• TAREFAS PROPOSTAS:
a. Resuma em duas frases o trecho sobre a denúncia da PGR.
b. Transcreva o trecho sobre a denúncia da PGR, começando em "2022, antes da" e seguindo até "ataques às urnas.".
c. Liste todas as pessoas mencionadas pelo nome no trecho sobre a denúncia da PGR.

• DOCUMENTO DE ORIGEM:
>>>

Gonet destaca como um desses episódios de fortes ataques o discurso do então presidente em um ato na Avenida Paulista no feriado de 7 de setembro de 2021.

Na ocasião, Bolsonaro chamou as eleições de "farsa", disse que só sairia da presidência "preso ou morto" e exaltou a desobediência à Justiça.

2022, antes da eleição: reunião ministerial e com diplomatas

A denúncia cita momentos-chave da suposta trama golpista meses antes da eleição de outubro de 2022.

Um dos episódios que, na visão de Gonet, evidencia o objetivo de manter Bolsonaro no poder independentemente da disputa eleitoral foi uma reunião ministerial realizada em julho de 2022, no qual o então presidente repetiu os ataques às urnas.

A PGR destaca a fala do general Augusto Heleno, então chefe do Gabinete de Segurança Institucional: "O que tiver que ser feito tem que ser feito antes das eleições. Se tiver que dar soco na mesa, é antes das eleições. Se tiver que virar a mesa, é antes das eleições".

<<<

Entradas de anotação de regiões
>>>

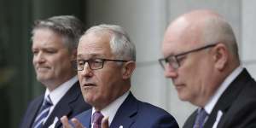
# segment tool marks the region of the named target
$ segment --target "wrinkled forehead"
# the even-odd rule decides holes
[[[164,56],[176,55],[197,48],[203,42],[199,26],[191,26],[185,19],[180,19],[167,28],[163,43]]]
[[[112,56],[110,49],[109,34],[88,33],[84,35],[79,43],[78,57],[110,57]]]

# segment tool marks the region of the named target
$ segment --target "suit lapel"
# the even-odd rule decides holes
[[[242,90],[242,84],[246,83],[247,74],[247,72],[244,69],[222,94],[209,115],[209,118],[205,124],[205,127],[212,127],[213,125],[216,121],[218,111],[219,110],[223,112],[223,115],[218,127],[221,127],[220,125],[222,125],[223,119],[225,116],[226,112],[229,110],[233,102],[236,99],[239,93]]]
[[[77,90],[79,90],[78,82],[74,84],[64,95],[64,96],[60,100],[60,102],[56,104],[51,114],[49,116],[46,120],[44,127],[49,127],[53,124],[55,117],[58,118],[58,121],[55,124],[55,127],[58,127],[61,125],[60,119],[63,115],[69,116],[73,113],[72,107],[70,106],[70,102],[73,102],[79,96],[79,93]]]
[[[75,118],[78,119],[84,126],[86,128],[90,128],[91,113],[92,109],[89,109],[79,114]]]
[[[27,112],[29,115],[27,116],[27,123],[25,124],[26,125],[26,126],[25,127],[31,127],[34,123],[34,119],[37,116],[38,111],[39,111],[41,108],[41,104],[44,101],[44,95],[40,96],[38,99],[37,99],[35,102],[31,105],[32,108],[29,109],[30,112]]]
[[[118,109],[110,125],[110,128],[119,128],[120,125],[126,128],[131,127],[135,122],[137,111],[137,100],[130,92],[127,98]]]
[[[193,127],[195,121],[195,118],[196,118],[196,114],[197,114],[197,109],[189,117],[189,119],[186,120],[184,125],[183,126],[183,128],[191,128]]]

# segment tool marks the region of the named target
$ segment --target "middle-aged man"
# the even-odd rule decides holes
[[[71,61],[84,29],[74,16],[61,15],[35,22],[32,29],[33,66],[44,95],[27,108],[20,128],[60,127],[60,118],[74,117],[90,106],[84,102]]]
[[[211,10],[194,10],[168,26],[160,62],[178,97],[199,107],[184,128],[256,127],[256,83],[241,66],[230,24]]]
[[[123,28],[90,27],[79,40],[77,56],[74,63],[82,93],[93,108],[72,119],[75,127],[98,128],[103,117],[108,117],[110,128],[178,127],[170,113],[138,101],[130,91],[136,49]],[[61,122],[71,127],[66,117]]]

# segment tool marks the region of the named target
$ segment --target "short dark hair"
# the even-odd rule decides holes
[[[62,36],[64,44],[69,50],[77,48],[79,38],[85,31],[83,22],[73,15],[58,15],[34,22],[32,38],[37,29],[49,28]]]

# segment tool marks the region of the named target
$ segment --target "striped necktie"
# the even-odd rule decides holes
[[[32,128],[41,128],[45,122],[46,117],[49,114],[49,108],[52,106],[52,102],[49,98],[49,96],[46,96],[44,100],[43,106],[40,108],[40,111],[33,123]]]

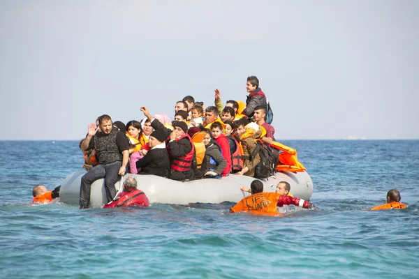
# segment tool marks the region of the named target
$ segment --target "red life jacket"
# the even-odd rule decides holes
[[[184,156],[177,158],[170,158],[172,159],[172,164],[170,165],[170,167],[172,169],[175,169],[177,172],[187,172],[191,169],[192,167],[192,161],[193,160],[193,153],[195,152],[195,146],[193,145],[193,142],[189,137],[189,135],[185,134],[182,136],[180,136],[176,139],[176,142],[179,142],[180,140],[184,137],[187,137],[189,140],[189,142],[191,142],[191,146],[192,149],[191,151],[185,155]],[[168,151],[169,151],[169,156],[170,156],[170,149],[168,144]]]
[[[126,207],[131,205],[148,206],[148,197],[141,190],[134,189],[129,192],[122,192],[110,204],[105,204],[104,209]]]
[[[231,169],[240,172],[243,169],[243,159],[242,159],[242,153],[240,152],[239,143],[235,139],[233,140],[236,145],[236,150],[231,154]]]

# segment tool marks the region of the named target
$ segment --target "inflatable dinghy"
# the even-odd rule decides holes
[[[60,199],[61,202],[79,205],[80,182],[86,174],[82,169],[67,176],[61,183]],[[219,204],[223,202],[237,202],[250,195],[240,190],[241,186],[250,188],[255,179],[237,174],[230,174],[220,179],[205,179],[181,182],[152,174],[126,174],[135,177],[138,188],[142,190],[150,203],[188,204],[202,202]],[[313,193],[313,182],[307,172],[277,172],[276,178],[260,179],[264,192],[275,192],[277,184],[285,181],[291,186],[294,197],[309,200]],[[122,187],[121,181],[115,183],[117,192]],[[101,207],[106,204],[105,182],[103,179],[91,184],[90,206]]]

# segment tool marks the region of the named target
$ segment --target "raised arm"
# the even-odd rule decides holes
[[[87,135],[86,136],[86,138],[82,142],[82,144],[80,146],[82,150],[87,149],[87,148],[89,147],[89,144],[90,144],[90,140],[98,130],[99,128],[96,128],[96,124],[94,123],[91,123],[90,125],[87,126]]]

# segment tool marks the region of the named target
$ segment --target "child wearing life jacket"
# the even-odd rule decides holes
[[[202,106],[194,105],[191,110],[191,117],[192,118],[188,124],[188,127],[198,127],[200,125],[203,125],[204,121],[203,121],[203,114],[204,109]]]
[[[245,192],[251,193],[251,189],[246,186],[242,186],[240,189]],[[277,185],[277,190],[275,193],[281,195],[277,202],[277,206],[282,207],[284,205],[295,205],[296,206],[302,207],[303,209],[317,209],[314,204],[310,204],[308,201],[299,197],[294,197],[290,193],[291,189],[291,186],[290,186],[290,183],[286,181],[281,181]]]
[[[371,210],[402,209],[407,207],[400,202],[400,192],[397,189],[391,189],[387,193],[387,204],[373,207]]]
[[[32,202],[39,204],[48,204],[59,197],[59,189],[61,186],[57,187],[52,191],[48,191],[43,185],[37,185],[32,189]]]
[[[83,169],[86,169],[87,170],[91,169],[94,166],[99,164],[98,162],[98,159],[96,157],[96,150],[95,149],[88,149],[88,150],[82,150],[82,142],[83,142],[84,139],[80,140],[79,142],[79,148],[83,152],[83,158],[84,158],[84,163],[82,167]]]
[[[223,126],[219,122],[214,121],[211,124],[211,135],[220,146],[221,149],[221,155],[226,159],[227,163],[226,167],[221,172],[222,176],[226,176],[231,172],[231,153],[230,153],[230,146],[228,145],[228,140],[223,134]]]
[[[206,178],[221,178],[223,170],[227,166],[227,162],[221,155],[220,146],[211,138],[210,132],[207,129],[203,129],[207,135],[203,140],[203,143],[205,144],[205,174]]]

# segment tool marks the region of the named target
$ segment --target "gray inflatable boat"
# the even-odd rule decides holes
[[[74,172],[67,176],[61,183],[60,199],[71,205],[79,204],[80,182],[86,174],[84,169]],[[135,177],[138,188],[147,196],[150,203],[188,204],[202,202],[218,204],[223,202],[237,202],[249,195],[240,190],[245,186],[250,188],[253,177],[230,174],[221,179],[205,179],[193,181],[180,182],[155,175],[126,174]],[[265,192],[274,192],[278,182],[287,181],[291,186],[291,193],[294,197],[309,200],[313,193],[313,182],[307,172],[279,172],[276,178],[261,179]],[[118,191],[122,186],[121,181],[115,183]],[[90,206],[101,207],[106,203],[104,180],[98,179],[91,185]]]

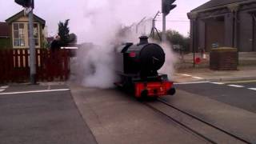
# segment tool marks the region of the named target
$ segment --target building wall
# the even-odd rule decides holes
[[[25,27],[24,27],[24,33],[25,33],[25,46],[14,46],[14,37],[12,37],[11,38],[11,42],[12,42],[12,46],[13,48],[29,48],[29,35],[28,35],[28,17],[21,17],[18,19],[17,19],[15,22],[11,23],[11,34],[12,36],[14,35],[14,23],[23,23]],[[38,26],[38,31],[39,31],[39,38],[38,38],[38,41],[39,41],[39,46],[36,46],[36,48],[41,48],[41,46],[42,46],[42,26],[41,24],[39,24],[38,22],[34,22],[34,23],[37,23]]]
[[[222,9],[190,13],[193,16],[196,14],[195,18],[189,15],[191,50],[205,48],[209,51],[210,43],[216,41],[220,46],[235,47],[241,52],[256,51],[256,18],[254,19],[251,15],[256,14],[256,2],[235,6],[229,5]],[[219,17],[224,18],[222,24],[218,23]],[[196,28],[193,30],[194,23]]]
[[[1,49],[10,49],[11,42],[10,38],[0,38],[0,50]]]
[[[247,11],[240,12],[238,18],[239,51],[253,51],[253,18]]]

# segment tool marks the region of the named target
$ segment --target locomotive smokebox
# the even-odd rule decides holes
[[[148,44],[149,41],[148,41],[149,38],[147,36],[141,36],[139,38],[139,45],[144,45],[144,44]]]
[[[126,43],[118,48],[121,53],[117,60],[123,68],[124,74],[139,74],[142,77],[158,74],[158,70],[165,62],[165,52],[162,47],[156,43],[150,43],[148,37],[142,36],[140,42],[134,45]]]

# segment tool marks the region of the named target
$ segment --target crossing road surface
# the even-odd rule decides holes
[[[178,90],[222,102],[256,113],[256,81],[176,84]]]

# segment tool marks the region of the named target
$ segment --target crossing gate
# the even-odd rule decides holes
[[[65,81],[70,74],[70,50],[36,49],[37,81]],[[0,50],[0,83],[30,80],[29,49]]]

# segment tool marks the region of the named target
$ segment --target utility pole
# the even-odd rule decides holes
[[[29,15],[29,45],[30,45],[30,83],[36,84],[36,63],[35,63],[35,46],[34,38],[33,9],[34,0],[14,0],[16,3],[25,8],[24,13]]]
[[[154,37],[154,30],[155,30],[155,31],[157,32],[158,37],[159,37],[160,41],[162,41],[162,38],[161,38],[161,36],[160,36],[160,34],[159,34],[159,33],[158,33],[158,29],[155,27],[155,21],[156,21],[155,18],[158,16],[159,13],[160,13],[160,12],[158,11],[158,13],[155,14],[155,16],[154,17],[154,18],[153,18],[153,20],[152,20],[152,29],[151,29],[150,36],[151,36],[152,38]]]
[[[170,11],[174,9],[177,5],[173,3],[176,0],[162,0],[162,41],[166,42],[166,15],[169,14]]]
[[[164,1],[164,0],[162,0]],[[166,42],[166,15],[162,13],[162,41]]]
[[[33,3],[34,0],[30,0]],[[29,40],[30,40],[30,83],[32,85],[36,84],[36,63],[35,63],[35,46],[34,46],[34,14],[33,8],[29,13]]]

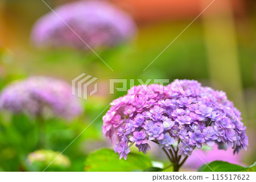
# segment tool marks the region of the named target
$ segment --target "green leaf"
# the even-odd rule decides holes
[[[212,169],[214,172],[254,172],[256,171],[256,162],[251,166],[243,167],[226,162],[216,160],[207,165],[203,165],[199,168],[198,171],[212,172]]]
[[[102,148],[89,155],[85,160],[85,171],[143,171],[152,167],[146,156],[130,152],[127,160],[119,159],[109,148]]]
[[[151,167],[147,169],[144,170],[145,172],[161,172],[163,171],[162,168],[159,167]]]

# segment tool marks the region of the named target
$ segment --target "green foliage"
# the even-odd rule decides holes
[[[59,152],[40,150],[30,154],[26,160],[30,171],[63,171],[70,166],[68,157]]]
[[[163,171],[163,169],[156,167],[151,167],[149,168],[147,168],[144,170],[144,172],[161,172]]]
[[[143,171],[152,166],[150,160],[140,154],[129,153],[126,160],[119,159],[112,149],[102,148],[86,159],[85,171]]]
[[[249,167],[231,164],[226,162],[216,160],[210,163],[201,166],[199,172],[255,172],[256,171],[256,162]]]

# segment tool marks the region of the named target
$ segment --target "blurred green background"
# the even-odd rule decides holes
[[[52,7],[70,1],[46,1]],[[133,16],[138,27],[130,42],[95,50],[113,71],[92,52],[34,48],[30,42],[32,27],[50,10],[41,0],[0,0],[0,90],[13,81],[32,75],[49,76],[69,84],[82,73],[98,78],[100,92],[86,101],[81,100],[82,115],[68,122],[56,119],[47,122],[46,148],[61,152],[113,100],[126,94],[109,94],[109,78],[168,78],[170,82],[194,79],[226,92],[241,111],[249,146],[246,153],[242,152],[240,163],[251,164],[256,159],[255,1],[216,1],[144,71],[212,1],[110,1]],[[104,113],[64,151],[71,161],[65,171],[84,171],[90,152],[110,146],[102,135]],[[25,115],[1,114],[0,170],[30,170],[26,158],[37,149],[36,122]],[[149,154],[151,160],[168,163],[159,150]],[[181,169],[196,170],[186,166]]]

<<<

• RESULTADOS:
a. A denúncia destaca ataques de Bolsonaro, como o discurso na Avenida Paulista em 7 de setembro de 2021, quando ele chamou as eleições de "farsa" e disse que só sairia da presidência "preso ou morto". Ela também cita uma reunião ministerial de julho de 2022, em que Bolsonaro repetiu os ataques às urnas e o general Augusto Heleno afirmou que o que tivesse que ser feito deveria ser feito antes das eleições.

b.
2022, antes da eleição: reunião ministerial e com diplomatas

A denúncia cita momentos-chave da suposta trama golpista meses antes da eleição de outubro de 2022.

Um dos episódios que, na visão de Gonet, evidencia o objetivo de manter Bolsonaro no poder independentemente da disputa eleitoral foi uma reunião ministerial realizada em julho de 2022, no qual o então presidente repetiu os ataques às urnas.

c. Gonet; Bolsonaro; Augusto Heleno